• **EXERCISE REQUIREMENTS**:
Swap each occurrence of "place a single dot on each instance" in the entries below for "put one point on every occurrence" and reproduce the lines with nothing else altered. Omit the pictures from your answer.

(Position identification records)

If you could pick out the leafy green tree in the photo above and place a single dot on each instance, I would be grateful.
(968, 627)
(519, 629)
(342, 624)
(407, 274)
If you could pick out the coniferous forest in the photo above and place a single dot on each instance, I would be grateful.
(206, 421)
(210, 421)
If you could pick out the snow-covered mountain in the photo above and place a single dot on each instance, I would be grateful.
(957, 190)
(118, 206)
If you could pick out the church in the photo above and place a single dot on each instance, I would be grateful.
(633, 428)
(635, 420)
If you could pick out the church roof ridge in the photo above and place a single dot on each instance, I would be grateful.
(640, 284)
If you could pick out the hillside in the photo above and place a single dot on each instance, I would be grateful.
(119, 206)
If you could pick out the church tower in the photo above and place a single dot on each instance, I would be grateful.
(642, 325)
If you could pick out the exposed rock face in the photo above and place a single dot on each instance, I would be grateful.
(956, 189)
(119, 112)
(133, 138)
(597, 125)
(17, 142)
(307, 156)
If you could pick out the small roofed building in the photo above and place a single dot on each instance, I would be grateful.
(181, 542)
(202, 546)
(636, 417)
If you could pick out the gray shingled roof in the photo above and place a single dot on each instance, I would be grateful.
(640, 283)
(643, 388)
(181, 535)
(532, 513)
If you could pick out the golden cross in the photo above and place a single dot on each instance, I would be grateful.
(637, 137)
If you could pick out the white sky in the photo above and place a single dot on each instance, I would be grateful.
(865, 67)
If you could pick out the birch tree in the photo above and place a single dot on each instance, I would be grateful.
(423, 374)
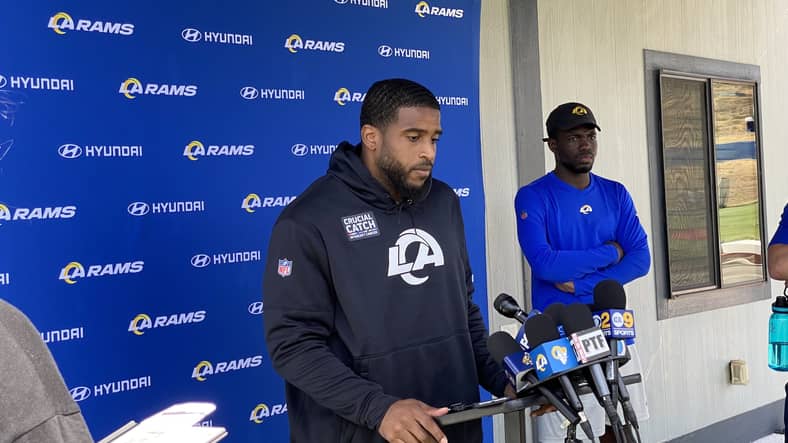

• **ANSWER FOR THIS EXERCISE**:
If you could pick out the leafy green tree in the photo above and put one point on every occurrence, I would be grateful.
(968, 627)
(519, 629)
(342, 624)
(407, 274)
If you could pick out the coniferous forest in the photo above and put one point on every occurrence, I would be grateful.
(206, 421)
(210, 421)
If you could pick out the snow-covered mountain in the photo above and put one point on every occurrence, I would be grateful.
(957, 190)
(118, 206)
If you could pick out the church in the photo above and put one point on every occurrence, I would be grateful.
(633, 428)
(635, 420)
If you could pick out the church roof ridge in the photo above and put one point on every occurrence, I would be grateful.
(640, 284)
If you could pick out the hillside in the photo above and put one point on every occurrence, I would be grateful.
(119, 206)
If you could pick out the church tower in the photo above and put one point on every occurrence, I would be grateful.
(642, 325)
If you could pick out the exposed rock face in the photo above and put one point on every occurrence, I would be grateful.
(956, 189)
(119, 112)
(133, 138)
(597, 125)
(17, 142)
(307, 156)
If you could pick out the small roofed building in the photo above and put one point on every occurrence, I would be grateful.
(181, 542)
(202, 546)
(636, 417)
If you could pick out the gray shingled roof in the photo above and put one point on every occurrence, I would be grateful.
(640, 283)
(643, 388)
(181, 535)
(532, 513)
If you could pick out the golden cross in the photo above and put one point on every occurrence, I would be grateful.
(637, 137)
If you could pick out the white sky in the photo above and put one point on every occurrence, I would be grateful.
(865, 67)
If you could pick out the birch tree in the photo above and put one point on every occurrence, I would be grateful.
(423, 374)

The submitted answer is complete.